- _WHAT IS REQUIRED_
In the forum thread below, what does Ulti remember happening to Kratos at Atlantis?

- _QUOTED TEXT_
[Begin]
I know Kratos supposedly blocks lightning from Zeus, does he have more low end feats than high end ie getting tagged and pierced by arrows? If so then you cant assume Kratos is fast enough to tag Raiden, or even tank his blows (Although I DO think Kratos is stronger, even when considering the feats he displayed in Rising)


----------



## Boomy (Mar 14, 2013)

Kratos would have to catch a sword and then apply force on it to break it since I don't really see how it would break on his body without applying any force.

OP, can Jack dual wield HF Blade and Muramasa?


----------



## Ulti (Mar 14, 2013)

Didn't Kratos survive a volcanic eruption that sank Atlantis? In Ghost of Sparta?


----------



## Redterror (Mar 14, 2013)

Hunteri Heroci said:


> Didn't Kratos survive a volcanic eruption that sank Atlantis? In Ghost of Sparta?



Really? Was this before he became a God?


----------



## Boomy (Mar 14, 2013)

I think he escaped before Atlantis sank.


----------



## Ulti (Mar 14, 2013)

I remember him being flung from Atlantis by the force of the explosion.


----------



## MAPSK (Mar 14, 2013)

It sounds like Kratos' feats are just like actual Greek mythology. Wildly inconsistent


----------



## Xiammes (Mar 14, 2013)

> Also, how exactly does a strength feat correlate to Kratos' durability? For one, Atlas' strength is unquantifiable due to the aforementioned geographic differences, two, Kratos resisted being crushed by all of two fingers. That's hardly the same thing as saying he's as strong as Atlas. Besides, strength or no, unless you provide feats either proving Kratos is massively hypersonic or that his durability is as good as you claim, Raiden's HF blade turns him into long pig sushi.



Strength and durability are related, for ever action there is a equal and opposite reactions. If Kratos durability wasn't as high as his strength, he would be injuring himself all the god damn time like Izaya does in Durarara.
[End]
- _RECORDED INFORMATION_
[Begin]
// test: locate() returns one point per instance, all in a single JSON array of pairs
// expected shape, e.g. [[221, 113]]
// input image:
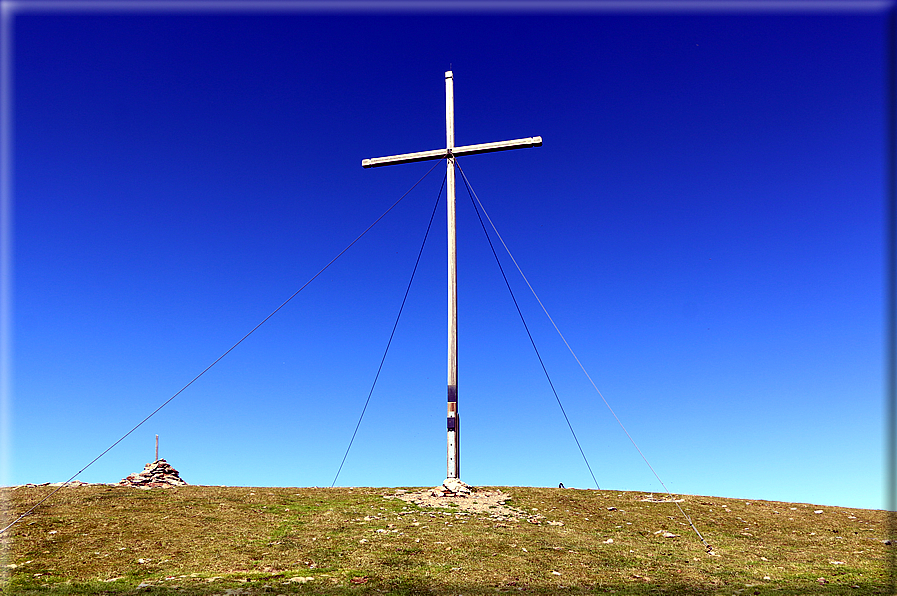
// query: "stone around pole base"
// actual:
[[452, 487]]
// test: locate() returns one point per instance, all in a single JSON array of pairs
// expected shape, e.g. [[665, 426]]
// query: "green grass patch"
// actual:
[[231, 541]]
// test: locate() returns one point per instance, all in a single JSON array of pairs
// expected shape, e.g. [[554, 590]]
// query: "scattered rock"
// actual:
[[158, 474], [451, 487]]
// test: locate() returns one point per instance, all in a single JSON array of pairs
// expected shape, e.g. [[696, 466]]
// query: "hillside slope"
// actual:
[End]
- _RESPONSE_
Kratos was flung from Atlantis by the force of the explosion.